■ REQUIRED WORK:
Please copy, character for character, each line from the beginning of the listing to the line containing "Phrase: serrated leaf", including both.

■ DATA EXTRACTS:

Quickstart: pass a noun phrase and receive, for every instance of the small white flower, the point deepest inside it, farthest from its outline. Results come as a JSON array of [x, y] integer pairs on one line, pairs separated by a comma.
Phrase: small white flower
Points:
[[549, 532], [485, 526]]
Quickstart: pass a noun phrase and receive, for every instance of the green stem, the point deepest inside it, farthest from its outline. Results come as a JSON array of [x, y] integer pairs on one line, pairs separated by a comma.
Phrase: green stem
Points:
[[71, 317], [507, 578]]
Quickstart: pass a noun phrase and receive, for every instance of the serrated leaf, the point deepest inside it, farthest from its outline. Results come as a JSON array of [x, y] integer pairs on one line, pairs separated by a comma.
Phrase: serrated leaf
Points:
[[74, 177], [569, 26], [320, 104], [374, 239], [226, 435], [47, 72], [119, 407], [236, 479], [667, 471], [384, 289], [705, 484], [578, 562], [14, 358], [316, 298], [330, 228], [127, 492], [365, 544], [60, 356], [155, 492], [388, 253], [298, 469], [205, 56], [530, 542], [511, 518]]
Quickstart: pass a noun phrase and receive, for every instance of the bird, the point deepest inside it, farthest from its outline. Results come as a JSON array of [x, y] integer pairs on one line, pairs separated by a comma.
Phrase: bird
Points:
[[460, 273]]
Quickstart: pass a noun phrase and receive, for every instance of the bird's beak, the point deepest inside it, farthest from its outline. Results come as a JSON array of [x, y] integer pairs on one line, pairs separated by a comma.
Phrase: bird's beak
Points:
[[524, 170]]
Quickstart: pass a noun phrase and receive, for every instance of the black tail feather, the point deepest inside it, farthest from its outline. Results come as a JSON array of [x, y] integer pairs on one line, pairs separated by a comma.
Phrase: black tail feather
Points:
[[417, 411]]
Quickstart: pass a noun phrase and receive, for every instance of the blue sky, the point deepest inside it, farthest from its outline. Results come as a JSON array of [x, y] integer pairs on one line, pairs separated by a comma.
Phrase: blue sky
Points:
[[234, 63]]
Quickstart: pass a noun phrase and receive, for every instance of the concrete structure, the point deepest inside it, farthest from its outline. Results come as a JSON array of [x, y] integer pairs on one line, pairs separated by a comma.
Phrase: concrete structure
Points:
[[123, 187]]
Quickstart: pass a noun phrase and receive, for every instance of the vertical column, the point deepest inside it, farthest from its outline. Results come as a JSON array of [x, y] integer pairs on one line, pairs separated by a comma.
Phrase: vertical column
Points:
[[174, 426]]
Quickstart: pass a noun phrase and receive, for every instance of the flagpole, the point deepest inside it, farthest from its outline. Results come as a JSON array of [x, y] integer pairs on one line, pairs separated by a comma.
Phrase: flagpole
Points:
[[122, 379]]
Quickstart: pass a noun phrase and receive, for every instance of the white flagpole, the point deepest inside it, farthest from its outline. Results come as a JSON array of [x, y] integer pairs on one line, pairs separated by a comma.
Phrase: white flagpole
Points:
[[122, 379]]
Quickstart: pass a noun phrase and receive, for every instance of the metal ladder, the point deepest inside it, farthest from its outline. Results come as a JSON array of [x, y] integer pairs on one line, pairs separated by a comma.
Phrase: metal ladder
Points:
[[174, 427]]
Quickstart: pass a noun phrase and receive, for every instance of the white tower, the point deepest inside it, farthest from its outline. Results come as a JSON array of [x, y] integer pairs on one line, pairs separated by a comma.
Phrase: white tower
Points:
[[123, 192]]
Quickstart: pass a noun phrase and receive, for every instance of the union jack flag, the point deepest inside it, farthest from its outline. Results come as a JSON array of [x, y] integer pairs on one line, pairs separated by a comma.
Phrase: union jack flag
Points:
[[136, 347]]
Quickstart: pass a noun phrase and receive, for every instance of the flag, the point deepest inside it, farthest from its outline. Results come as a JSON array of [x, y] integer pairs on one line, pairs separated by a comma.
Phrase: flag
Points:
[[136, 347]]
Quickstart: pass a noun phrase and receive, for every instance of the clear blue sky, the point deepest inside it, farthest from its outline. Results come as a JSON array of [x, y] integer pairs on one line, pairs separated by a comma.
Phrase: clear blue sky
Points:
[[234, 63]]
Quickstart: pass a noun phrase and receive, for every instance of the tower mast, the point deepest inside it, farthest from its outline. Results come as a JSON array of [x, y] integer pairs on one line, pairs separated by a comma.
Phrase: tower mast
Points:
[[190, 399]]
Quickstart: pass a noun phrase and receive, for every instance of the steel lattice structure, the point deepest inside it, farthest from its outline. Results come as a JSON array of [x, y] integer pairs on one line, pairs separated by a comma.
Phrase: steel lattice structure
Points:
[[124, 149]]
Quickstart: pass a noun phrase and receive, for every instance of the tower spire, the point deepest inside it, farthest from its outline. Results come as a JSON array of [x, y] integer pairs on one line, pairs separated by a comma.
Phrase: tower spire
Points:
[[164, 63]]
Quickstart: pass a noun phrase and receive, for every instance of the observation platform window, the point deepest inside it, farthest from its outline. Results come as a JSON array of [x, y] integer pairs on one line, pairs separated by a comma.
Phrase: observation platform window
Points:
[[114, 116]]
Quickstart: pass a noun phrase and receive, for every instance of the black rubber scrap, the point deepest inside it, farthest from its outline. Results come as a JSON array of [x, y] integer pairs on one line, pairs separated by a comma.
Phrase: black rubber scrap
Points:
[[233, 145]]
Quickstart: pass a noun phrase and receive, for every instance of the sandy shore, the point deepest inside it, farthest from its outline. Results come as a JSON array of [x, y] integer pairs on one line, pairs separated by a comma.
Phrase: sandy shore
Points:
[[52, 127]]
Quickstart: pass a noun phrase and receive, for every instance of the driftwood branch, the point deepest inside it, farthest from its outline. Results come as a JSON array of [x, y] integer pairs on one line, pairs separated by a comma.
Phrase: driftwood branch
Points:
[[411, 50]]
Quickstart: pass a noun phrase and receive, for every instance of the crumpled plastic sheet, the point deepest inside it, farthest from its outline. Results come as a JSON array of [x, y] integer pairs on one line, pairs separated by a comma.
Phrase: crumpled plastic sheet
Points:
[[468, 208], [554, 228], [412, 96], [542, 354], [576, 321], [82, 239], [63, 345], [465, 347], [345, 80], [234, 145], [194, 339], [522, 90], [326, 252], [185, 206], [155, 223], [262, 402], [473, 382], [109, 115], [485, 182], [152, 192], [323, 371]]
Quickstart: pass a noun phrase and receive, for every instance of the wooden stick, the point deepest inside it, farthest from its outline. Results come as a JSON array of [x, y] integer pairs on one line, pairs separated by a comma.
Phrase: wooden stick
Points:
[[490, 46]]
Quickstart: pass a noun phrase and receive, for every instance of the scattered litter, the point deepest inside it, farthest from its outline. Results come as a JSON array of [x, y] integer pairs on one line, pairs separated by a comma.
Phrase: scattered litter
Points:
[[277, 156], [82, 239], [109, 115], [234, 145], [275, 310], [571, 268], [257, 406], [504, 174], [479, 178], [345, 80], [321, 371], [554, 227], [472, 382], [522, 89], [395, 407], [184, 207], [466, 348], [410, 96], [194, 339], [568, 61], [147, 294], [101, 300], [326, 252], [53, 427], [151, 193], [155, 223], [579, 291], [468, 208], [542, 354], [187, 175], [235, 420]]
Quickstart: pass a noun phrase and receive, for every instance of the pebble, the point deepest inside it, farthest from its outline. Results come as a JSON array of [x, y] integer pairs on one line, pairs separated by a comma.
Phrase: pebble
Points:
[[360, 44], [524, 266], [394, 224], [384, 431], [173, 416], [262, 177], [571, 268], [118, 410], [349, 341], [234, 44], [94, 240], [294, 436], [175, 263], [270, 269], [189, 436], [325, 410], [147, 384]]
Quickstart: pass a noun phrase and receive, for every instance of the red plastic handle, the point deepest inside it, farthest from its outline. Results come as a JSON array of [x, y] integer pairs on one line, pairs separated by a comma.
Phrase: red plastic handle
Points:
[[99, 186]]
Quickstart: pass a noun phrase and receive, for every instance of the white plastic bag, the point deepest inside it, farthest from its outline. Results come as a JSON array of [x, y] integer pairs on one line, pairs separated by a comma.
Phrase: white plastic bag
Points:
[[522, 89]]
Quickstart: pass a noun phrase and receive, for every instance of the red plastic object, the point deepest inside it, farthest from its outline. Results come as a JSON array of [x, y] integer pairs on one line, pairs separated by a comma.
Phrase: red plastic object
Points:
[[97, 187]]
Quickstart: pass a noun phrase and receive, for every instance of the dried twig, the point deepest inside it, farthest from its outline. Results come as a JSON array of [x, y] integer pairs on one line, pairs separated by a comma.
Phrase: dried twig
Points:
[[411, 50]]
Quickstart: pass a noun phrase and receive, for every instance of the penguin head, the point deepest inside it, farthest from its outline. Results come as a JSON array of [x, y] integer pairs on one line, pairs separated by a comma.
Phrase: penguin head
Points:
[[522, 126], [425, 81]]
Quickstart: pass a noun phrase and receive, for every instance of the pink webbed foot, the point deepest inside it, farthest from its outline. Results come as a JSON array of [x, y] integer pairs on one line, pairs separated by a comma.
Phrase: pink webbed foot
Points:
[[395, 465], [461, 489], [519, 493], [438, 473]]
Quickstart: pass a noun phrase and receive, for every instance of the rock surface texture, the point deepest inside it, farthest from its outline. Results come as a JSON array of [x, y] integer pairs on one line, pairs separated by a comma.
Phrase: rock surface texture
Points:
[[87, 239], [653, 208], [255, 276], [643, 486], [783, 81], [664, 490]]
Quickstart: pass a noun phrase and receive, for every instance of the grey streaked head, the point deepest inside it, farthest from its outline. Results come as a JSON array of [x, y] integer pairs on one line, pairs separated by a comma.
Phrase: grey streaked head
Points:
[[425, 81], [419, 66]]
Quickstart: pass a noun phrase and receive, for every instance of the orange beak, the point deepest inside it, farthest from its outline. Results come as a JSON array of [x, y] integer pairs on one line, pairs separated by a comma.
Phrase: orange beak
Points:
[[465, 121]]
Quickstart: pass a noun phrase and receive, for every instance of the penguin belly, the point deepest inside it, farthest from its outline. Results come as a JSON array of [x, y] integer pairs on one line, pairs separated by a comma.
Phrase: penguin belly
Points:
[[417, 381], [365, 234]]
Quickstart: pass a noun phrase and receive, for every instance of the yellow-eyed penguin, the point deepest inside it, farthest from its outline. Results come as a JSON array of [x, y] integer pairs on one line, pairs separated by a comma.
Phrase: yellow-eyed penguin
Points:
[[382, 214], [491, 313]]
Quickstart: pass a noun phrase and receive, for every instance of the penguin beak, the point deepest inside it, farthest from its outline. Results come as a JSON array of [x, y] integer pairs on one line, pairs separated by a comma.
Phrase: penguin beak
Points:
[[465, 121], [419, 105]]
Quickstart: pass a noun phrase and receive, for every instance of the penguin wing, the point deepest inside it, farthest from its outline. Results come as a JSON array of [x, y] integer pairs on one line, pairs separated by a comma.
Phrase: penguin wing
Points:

■ EXERCISE RESPONSE:
Quickstart: pass a noun phrase and receive, for every instance of the small white flower, the point deepest inside it, farthest from its outline. Results come as a JSON array of [x, y] integer pairs on one line, pairs separated by a comma.
Phrase: small white flower
Points:
[[549, 532], [485, 526]]
Quickstart: pass a noun phrase and receive, for every instance of the green stem, the point deepest inside it, farthest from its outline. Results come as a JSON array of [x, y] integer pairs on one line, pairs separated by a comma.
Phrase: green stem
Points:
[[71, 317], [507, 578]]
Quickstart: pass a noun phrase and receive, for every instance of the serrated leaf, the point deepest inside it, farthest from its outline. Results come as a JSON array of [x, y] integer pairs on one line, pairs separated by a comma.
Phrase: serrated leaf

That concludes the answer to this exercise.